Short exercise -> Return the lines of the listing below verbatim, beginning at the line containing "Expected behaviour: place a point on each instance of the conga" and continuing through the end of the listing.

Exercise data ->
start
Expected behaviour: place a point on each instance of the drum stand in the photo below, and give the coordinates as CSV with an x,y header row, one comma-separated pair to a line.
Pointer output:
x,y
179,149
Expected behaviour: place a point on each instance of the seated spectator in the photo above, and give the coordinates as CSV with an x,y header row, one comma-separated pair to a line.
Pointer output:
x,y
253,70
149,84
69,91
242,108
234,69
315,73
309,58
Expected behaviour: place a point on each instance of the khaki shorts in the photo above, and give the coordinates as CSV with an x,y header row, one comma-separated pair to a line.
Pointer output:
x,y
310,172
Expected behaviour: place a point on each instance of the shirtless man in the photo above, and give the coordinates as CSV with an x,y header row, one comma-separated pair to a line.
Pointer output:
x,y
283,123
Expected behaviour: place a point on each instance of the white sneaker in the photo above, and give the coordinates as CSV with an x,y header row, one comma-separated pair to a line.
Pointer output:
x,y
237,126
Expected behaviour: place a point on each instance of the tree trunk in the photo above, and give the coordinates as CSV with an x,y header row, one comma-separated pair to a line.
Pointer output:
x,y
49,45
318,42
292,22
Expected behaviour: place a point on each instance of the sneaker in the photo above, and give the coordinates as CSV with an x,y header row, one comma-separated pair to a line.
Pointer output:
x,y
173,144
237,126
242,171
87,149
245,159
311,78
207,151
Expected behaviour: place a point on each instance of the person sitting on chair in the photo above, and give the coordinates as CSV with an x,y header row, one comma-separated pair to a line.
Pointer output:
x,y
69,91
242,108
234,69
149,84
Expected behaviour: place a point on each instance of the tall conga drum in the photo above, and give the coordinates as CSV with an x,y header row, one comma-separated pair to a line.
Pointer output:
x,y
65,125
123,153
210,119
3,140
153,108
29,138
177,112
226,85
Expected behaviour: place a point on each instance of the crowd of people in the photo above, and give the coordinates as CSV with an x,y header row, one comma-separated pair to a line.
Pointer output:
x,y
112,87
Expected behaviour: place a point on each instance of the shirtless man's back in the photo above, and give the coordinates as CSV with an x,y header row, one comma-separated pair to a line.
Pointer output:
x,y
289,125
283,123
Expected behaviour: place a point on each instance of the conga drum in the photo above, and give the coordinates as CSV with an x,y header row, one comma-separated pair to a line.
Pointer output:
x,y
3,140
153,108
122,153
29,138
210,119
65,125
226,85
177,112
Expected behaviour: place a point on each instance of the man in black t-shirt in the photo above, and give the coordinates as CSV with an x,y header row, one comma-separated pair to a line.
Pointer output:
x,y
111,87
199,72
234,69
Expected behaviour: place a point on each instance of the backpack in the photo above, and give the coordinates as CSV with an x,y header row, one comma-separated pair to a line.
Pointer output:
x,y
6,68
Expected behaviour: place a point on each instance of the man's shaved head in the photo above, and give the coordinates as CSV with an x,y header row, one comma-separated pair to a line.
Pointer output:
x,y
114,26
end
Problem solution ->
Expected behaviour: place a point on each instance of the conga drum in the photo above, and give the coordinates as CSV with an x,y header row, one comma-separated pair to a line.
Pointer output:
x,y
3,140
153,108
122,153
29,138
210,119
65,125
226,85
177,112
Expected behaviour: place a point on each instance of the man in black t-shirt in the photo above, and give the coordinates as CSV with an x,y header row, one comma-separated pair to a line.
Pointer output:
x,y
111,87
199,72
234,69
Expected behaviour: place a point on each instance of the backpack in the photo above, and give the coordinates as CSV with an x,y header row, one comma-separated pair to a line.
Pointer output:
x,y
6,68
Expected behaviour: place a point on each instance of the man's shaved head in the photo above, and give the coordinates as CSV with an x,y header row, one comma-separated pair to a line.
Pointer output:
x,y
114,26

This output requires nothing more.